◆ Data provided

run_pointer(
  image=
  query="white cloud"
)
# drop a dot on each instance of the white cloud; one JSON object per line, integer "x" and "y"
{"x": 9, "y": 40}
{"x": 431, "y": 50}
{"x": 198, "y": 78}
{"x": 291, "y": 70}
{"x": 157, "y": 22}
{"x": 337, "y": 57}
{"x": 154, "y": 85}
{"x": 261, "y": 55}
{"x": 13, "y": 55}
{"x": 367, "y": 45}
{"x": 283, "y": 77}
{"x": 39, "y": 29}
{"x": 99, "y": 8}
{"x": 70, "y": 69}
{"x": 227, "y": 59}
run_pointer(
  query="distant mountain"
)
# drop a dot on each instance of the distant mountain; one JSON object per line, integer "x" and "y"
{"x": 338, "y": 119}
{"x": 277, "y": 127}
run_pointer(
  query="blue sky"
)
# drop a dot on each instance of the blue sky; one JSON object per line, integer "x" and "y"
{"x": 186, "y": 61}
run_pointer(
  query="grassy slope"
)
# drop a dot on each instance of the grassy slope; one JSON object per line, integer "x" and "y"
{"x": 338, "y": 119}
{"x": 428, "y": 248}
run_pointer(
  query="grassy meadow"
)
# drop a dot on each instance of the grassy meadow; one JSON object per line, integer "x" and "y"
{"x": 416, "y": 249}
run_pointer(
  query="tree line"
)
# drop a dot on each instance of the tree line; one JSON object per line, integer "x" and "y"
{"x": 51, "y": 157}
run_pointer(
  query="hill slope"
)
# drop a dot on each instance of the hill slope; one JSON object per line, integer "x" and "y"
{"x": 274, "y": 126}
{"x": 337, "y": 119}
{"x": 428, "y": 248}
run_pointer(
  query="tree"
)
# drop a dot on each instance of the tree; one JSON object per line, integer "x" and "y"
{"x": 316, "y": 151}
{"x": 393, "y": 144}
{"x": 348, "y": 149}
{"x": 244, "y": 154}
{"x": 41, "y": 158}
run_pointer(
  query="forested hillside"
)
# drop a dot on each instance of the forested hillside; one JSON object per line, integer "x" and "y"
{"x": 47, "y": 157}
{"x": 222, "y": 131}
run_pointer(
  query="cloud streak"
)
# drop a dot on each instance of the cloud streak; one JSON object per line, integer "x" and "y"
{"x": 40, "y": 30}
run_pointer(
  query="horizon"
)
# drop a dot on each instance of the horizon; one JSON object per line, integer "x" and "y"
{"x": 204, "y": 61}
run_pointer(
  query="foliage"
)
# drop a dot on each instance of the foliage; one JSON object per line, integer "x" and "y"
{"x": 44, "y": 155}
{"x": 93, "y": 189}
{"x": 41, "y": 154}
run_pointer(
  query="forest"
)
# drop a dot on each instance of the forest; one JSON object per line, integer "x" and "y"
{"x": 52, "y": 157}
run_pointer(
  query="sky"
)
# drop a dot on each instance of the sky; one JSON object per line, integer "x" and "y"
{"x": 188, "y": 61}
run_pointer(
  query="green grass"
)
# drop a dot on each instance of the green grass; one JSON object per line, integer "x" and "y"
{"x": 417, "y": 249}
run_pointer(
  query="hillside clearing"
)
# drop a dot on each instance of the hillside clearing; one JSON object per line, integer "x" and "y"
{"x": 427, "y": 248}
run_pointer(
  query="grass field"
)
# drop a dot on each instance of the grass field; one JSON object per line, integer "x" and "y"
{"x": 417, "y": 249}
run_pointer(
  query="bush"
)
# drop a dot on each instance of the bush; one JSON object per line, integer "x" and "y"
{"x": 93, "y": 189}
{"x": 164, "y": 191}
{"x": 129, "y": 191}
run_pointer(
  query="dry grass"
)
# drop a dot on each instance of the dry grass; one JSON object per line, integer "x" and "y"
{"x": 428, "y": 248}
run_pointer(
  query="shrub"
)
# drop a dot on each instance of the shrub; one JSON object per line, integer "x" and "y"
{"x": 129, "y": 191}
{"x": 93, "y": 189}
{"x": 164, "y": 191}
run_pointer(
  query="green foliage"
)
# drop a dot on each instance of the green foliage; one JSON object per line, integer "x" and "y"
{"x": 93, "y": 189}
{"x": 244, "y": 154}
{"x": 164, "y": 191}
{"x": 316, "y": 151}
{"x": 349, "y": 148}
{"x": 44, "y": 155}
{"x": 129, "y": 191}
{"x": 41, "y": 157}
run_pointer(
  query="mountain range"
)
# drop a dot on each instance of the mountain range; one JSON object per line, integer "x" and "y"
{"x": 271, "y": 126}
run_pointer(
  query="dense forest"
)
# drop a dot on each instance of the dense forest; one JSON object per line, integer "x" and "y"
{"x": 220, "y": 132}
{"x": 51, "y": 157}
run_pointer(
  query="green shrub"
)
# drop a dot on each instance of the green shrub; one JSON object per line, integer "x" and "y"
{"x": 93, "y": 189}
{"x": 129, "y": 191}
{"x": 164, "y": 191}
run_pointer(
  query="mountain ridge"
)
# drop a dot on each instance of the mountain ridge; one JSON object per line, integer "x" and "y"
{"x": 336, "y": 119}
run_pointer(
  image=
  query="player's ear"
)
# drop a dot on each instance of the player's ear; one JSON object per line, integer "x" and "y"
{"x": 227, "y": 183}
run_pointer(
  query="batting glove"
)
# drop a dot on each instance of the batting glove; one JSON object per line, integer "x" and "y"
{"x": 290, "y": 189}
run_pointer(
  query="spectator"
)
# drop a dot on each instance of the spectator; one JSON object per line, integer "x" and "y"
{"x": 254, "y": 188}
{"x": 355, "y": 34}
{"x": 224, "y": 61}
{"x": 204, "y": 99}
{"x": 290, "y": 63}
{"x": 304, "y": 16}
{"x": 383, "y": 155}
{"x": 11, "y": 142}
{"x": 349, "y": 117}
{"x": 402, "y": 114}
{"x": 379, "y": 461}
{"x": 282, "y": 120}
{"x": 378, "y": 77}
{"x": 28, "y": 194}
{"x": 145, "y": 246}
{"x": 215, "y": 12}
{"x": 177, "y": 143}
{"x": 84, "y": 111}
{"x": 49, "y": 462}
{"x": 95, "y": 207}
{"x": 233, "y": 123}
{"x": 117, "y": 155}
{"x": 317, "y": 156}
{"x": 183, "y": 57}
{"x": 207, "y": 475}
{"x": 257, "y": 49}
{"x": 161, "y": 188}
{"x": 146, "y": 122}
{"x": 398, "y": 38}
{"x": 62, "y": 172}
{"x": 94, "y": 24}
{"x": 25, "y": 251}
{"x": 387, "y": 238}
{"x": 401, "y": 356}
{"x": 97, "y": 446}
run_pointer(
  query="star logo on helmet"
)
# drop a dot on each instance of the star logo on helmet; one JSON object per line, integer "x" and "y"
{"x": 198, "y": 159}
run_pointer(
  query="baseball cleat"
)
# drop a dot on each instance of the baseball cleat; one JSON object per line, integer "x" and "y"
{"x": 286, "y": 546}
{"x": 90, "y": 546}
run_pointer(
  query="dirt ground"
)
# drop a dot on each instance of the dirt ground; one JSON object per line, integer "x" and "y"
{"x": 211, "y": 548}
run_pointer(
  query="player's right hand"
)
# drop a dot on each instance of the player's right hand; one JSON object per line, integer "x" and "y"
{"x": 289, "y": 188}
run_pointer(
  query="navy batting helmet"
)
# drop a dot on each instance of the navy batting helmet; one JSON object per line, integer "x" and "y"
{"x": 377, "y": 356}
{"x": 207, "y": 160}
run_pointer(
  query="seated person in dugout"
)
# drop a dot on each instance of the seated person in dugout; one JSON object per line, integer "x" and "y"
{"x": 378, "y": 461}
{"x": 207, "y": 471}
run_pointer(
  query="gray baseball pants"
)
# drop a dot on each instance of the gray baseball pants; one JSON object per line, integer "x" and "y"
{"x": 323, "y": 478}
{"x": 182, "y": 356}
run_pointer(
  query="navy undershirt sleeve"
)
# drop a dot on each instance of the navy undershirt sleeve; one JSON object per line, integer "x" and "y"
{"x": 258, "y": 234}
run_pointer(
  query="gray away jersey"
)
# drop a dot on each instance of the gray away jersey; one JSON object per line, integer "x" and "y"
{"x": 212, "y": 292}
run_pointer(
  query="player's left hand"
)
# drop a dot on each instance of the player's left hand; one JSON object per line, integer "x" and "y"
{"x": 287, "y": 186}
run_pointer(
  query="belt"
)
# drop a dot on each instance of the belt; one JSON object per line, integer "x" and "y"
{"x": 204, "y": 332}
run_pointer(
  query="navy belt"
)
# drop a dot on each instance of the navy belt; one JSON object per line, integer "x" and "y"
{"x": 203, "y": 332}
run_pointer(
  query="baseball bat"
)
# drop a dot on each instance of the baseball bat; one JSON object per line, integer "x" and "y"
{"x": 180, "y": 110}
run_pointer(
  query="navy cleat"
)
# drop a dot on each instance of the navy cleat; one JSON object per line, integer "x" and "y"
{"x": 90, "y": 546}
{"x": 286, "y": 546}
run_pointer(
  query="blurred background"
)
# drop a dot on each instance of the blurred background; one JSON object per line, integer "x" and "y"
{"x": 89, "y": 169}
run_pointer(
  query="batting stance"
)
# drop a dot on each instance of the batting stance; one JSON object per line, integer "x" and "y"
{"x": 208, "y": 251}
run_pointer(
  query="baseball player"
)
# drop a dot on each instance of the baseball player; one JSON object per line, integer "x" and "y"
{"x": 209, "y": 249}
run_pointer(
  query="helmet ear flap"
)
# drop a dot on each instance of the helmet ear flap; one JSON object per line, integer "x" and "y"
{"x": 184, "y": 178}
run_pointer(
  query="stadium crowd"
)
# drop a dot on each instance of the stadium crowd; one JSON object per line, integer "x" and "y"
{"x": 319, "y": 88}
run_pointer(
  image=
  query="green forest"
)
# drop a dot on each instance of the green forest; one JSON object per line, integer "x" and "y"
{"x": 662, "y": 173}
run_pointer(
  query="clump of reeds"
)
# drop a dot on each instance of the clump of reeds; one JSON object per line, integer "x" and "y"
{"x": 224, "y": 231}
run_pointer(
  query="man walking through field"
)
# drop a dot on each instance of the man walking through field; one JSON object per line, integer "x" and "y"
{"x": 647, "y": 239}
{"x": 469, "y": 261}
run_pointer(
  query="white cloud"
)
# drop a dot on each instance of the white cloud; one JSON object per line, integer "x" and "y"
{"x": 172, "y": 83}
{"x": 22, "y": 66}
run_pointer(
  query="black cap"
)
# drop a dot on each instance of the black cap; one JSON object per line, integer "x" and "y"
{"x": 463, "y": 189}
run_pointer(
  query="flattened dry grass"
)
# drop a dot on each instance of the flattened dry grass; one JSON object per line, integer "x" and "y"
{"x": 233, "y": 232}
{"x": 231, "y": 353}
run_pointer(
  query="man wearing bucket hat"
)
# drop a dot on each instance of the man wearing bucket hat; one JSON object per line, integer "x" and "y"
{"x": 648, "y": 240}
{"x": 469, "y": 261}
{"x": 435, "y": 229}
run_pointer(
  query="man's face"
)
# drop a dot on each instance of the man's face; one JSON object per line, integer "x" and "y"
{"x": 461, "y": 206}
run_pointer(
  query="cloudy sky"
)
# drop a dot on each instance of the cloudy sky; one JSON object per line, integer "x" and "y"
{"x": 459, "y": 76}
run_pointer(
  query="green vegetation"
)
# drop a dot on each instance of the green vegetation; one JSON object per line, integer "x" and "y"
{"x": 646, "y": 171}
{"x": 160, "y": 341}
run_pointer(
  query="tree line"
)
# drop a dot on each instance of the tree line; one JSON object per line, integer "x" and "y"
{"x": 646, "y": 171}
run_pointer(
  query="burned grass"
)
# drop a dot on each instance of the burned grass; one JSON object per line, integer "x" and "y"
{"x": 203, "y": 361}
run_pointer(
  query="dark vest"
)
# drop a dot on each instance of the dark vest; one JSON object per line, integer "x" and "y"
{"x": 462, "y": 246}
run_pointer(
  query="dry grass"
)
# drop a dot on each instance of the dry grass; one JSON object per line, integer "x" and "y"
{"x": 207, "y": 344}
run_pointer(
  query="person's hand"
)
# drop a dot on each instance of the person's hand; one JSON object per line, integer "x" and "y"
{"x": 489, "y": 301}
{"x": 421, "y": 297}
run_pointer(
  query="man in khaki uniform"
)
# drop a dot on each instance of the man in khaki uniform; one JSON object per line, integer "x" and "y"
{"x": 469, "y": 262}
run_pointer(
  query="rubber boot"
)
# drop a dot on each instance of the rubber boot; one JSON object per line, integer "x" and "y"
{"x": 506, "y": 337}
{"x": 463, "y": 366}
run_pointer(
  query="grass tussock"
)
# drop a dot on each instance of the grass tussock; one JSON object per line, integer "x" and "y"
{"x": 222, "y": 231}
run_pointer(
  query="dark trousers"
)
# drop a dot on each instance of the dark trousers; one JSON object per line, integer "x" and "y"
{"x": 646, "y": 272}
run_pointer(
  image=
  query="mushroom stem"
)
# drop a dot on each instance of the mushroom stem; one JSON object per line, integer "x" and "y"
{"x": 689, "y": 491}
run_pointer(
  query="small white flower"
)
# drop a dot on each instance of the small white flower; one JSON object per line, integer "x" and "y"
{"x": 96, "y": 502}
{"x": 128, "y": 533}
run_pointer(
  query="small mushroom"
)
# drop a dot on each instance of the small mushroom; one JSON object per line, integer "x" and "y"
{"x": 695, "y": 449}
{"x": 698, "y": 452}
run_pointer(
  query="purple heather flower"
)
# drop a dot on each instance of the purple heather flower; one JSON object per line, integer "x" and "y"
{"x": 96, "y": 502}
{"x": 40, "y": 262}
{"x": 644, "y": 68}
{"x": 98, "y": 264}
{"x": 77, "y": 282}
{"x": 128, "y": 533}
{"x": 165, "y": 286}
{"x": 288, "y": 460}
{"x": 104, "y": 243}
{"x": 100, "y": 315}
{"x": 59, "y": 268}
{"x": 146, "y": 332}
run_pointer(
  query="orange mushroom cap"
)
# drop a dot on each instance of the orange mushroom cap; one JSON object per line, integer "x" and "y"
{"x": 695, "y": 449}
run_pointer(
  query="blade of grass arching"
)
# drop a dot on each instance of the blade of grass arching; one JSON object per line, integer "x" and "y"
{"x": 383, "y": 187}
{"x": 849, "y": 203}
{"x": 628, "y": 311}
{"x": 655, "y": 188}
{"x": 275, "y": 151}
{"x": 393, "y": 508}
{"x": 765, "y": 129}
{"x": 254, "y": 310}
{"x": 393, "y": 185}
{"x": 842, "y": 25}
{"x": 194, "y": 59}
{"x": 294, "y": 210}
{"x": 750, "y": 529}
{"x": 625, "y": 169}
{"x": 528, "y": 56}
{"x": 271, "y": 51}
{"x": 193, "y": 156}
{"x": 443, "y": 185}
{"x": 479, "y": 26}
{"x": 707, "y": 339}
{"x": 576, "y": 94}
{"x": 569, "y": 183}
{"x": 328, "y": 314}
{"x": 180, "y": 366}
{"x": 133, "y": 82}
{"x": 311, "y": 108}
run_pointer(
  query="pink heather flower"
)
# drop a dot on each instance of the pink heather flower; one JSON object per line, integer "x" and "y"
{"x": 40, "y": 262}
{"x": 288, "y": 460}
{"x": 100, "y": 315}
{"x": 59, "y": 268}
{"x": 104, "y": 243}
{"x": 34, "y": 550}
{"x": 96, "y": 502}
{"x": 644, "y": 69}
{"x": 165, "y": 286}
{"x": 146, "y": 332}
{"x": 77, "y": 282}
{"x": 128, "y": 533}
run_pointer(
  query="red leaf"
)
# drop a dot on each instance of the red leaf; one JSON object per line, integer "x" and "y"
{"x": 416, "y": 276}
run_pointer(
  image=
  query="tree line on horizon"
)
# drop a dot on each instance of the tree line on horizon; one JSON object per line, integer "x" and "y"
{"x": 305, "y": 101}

◆ The task
Please pull out every line in the material above that contains the string "khaki", and treat uppercase and lowercase as different.

◆ Task output
  query="man in khaki uniform"
# drop a dot on each instance of the man in khaki uniform; one JSON object per line, integer "x" and "y"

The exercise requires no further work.